* begin Exercise material *

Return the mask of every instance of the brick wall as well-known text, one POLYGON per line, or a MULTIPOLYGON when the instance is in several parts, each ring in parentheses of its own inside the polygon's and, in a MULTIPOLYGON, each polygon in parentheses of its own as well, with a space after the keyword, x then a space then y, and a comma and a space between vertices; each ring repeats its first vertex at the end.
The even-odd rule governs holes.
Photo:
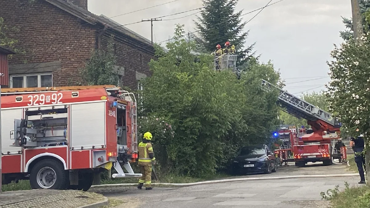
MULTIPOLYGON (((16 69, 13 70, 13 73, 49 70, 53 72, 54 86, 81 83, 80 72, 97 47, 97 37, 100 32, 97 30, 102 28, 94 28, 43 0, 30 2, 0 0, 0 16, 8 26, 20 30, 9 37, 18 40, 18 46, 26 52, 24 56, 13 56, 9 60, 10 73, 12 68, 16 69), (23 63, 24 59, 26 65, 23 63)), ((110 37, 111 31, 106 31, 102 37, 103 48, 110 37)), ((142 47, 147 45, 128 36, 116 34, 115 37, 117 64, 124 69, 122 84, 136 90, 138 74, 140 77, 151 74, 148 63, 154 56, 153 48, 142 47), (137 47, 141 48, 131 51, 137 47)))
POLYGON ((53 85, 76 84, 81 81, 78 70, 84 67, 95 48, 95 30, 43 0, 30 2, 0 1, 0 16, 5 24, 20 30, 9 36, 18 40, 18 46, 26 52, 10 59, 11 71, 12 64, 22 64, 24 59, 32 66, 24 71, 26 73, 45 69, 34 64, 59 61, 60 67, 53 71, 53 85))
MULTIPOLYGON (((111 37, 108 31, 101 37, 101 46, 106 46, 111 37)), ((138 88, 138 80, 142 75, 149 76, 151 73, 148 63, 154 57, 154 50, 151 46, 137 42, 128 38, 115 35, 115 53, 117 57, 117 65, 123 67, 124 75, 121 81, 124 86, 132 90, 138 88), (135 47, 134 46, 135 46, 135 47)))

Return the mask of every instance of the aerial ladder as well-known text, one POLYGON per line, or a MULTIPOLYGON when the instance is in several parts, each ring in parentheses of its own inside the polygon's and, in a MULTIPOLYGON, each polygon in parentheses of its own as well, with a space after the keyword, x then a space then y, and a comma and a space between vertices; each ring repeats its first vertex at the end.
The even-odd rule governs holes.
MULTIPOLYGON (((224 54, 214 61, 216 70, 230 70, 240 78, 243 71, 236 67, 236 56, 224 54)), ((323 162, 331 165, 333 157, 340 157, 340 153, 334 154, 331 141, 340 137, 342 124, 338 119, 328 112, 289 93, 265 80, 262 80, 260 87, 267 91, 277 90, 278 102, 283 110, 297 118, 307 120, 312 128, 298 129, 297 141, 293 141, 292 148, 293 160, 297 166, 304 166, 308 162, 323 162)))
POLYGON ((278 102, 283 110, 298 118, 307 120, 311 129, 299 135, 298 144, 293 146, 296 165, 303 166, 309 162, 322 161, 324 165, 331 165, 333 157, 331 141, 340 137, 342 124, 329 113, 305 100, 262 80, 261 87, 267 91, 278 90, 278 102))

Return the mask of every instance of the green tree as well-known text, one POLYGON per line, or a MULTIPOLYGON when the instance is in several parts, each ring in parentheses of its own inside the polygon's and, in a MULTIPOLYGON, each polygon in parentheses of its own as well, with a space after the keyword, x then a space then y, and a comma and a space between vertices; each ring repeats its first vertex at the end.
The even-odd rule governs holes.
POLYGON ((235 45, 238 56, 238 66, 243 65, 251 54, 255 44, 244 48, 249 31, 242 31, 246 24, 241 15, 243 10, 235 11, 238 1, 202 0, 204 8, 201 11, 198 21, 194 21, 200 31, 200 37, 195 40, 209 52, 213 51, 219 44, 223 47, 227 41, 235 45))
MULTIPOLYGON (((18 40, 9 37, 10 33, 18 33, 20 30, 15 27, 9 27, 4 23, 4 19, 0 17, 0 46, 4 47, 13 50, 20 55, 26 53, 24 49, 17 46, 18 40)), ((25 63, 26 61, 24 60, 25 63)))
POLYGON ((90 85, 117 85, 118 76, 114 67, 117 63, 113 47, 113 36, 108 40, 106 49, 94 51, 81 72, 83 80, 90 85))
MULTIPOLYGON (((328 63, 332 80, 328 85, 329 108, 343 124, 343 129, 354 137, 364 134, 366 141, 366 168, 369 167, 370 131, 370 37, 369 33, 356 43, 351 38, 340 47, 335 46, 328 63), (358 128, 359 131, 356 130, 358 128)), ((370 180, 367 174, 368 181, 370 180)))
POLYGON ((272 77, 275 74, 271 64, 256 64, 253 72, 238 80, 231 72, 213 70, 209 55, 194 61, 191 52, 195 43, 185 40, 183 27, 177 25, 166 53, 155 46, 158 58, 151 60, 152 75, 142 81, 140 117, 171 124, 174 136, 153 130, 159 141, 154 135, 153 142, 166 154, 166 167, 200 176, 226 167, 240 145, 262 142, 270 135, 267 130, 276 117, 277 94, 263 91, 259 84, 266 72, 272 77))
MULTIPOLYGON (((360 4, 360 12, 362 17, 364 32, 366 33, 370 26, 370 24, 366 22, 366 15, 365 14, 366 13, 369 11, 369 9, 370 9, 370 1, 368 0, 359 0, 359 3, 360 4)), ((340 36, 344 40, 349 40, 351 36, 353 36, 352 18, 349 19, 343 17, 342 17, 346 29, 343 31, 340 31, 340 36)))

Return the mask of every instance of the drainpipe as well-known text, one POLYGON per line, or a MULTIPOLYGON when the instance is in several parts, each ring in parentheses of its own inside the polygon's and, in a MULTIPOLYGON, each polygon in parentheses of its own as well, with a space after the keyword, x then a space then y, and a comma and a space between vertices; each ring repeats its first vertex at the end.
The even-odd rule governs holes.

* end Exercise material *
* begin Exercise material *

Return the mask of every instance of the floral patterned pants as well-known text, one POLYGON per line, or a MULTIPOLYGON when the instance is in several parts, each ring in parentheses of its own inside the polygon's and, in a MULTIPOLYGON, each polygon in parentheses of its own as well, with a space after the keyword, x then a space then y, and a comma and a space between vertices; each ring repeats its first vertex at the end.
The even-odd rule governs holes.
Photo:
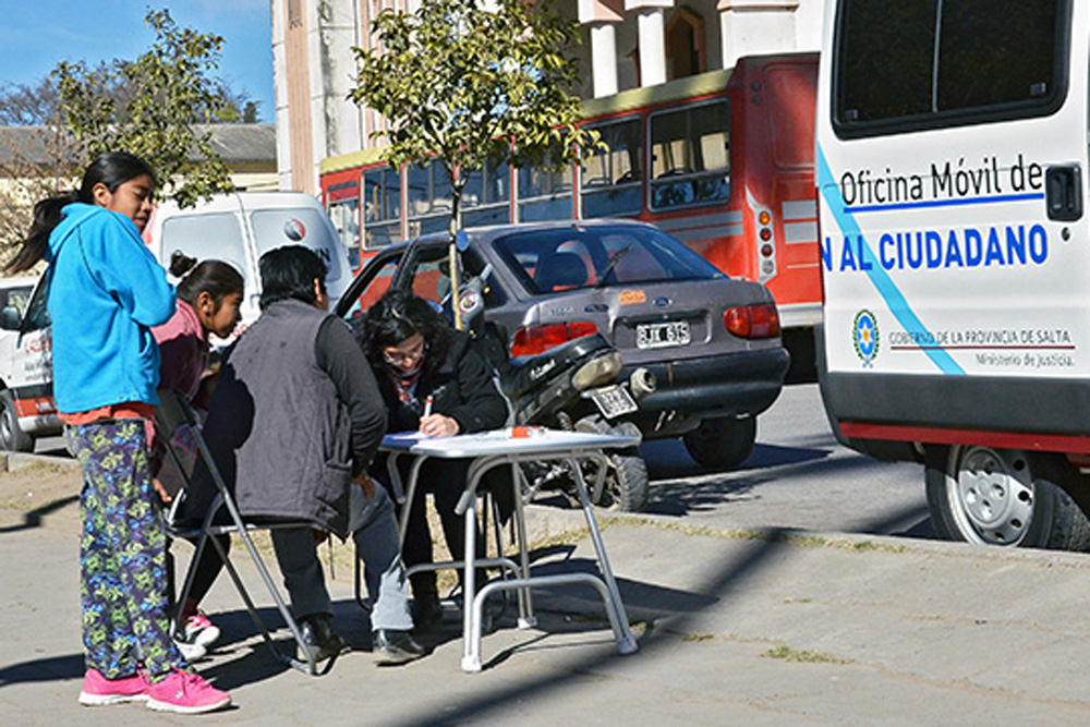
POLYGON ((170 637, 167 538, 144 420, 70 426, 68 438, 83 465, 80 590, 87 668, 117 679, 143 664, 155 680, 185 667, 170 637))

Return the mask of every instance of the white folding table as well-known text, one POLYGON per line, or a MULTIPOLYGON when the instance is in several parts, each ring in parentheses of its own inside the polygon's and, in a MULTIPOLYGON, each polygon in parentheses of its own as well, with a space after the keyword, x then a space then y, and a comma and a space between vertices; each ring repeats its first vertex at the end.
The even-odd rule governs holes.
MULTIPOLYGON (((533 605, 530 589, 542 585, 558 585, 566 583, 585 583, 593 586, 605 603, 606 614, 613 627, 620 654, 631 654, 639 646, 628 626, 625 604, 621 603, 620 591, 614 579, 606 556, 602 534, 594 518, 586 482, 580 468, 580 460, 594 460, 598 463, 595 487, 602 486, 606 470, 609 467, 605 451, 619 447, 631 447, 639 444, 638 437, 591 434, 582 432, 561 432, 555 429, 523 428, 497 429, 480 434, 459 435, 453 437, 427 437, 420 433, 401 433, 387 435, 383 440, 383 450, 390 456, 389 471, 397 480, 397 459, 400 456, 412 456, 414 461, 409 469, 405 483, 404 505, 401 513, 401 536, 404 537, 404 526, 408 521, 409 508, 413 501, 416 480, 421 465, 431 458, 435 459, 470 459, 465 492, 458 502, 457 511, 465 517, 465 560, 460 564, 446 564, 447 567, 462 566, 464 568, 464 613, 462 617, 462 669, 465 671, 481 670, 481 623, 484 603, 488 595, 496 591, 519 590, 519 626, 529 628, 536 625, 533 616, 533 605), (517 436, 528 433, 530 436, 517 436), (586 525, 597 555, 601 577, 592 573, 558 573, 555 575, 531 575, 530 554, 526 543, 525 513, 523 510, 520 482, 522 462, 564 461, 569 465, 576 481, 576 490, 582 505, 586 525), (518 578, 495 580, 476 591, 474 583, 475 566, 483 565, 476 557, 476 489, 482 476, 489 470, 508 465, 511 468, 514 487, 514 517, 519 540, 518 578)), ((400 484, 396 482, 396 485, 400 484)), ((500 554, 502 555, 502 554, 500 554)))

* end Exercise material *

-- The task --
Starting with the line containing "Return the mask of every instance of the aerial" and going on through the line containing "MULTIPOLYGON (((224 54, 214", render those lines as a Markdown table with an Index column giving each line's number and a Line column giving the line itself. Omit any blank lines.

-- Answer for this exercise --
| Index | Line |
|---|---|
| 1 | Return the mask of every instance of the aerial ladder as well-known text, one POLYGON per line, or a MULTIPOLYGON when the instance is in several parts, each ring in parentheses of its own inside the polygon's and, in a MULTIPOLYGON, each polygon in parentheses of its own as well, with a space after the keyword, x then a space then y, and a comma and a space between vertices; each ring repeats its first vertex at the end. |
| 2 | The even-odd rule governs holes. |
| 3 | MULTIPOLYGON (((224 54, 214 61, 216 70, 230 70, 240 78, 243 71, 236 67, 236 56, 224 54)), ((323 162, 331 165, 333 157, 340 157, 340 153, 334 154, 331 141, 340 137, 342 124, 338 119, 328 112, 289 93, 265 80, 262 80, 260 87, 267 91, 277 90, 278 102, 283 110, 297 118, 307 120, 312 128, 298 129, 297 141, 293 141, 292 148, 293 160, 297 166, 304 166, 308 162, 323 162))) |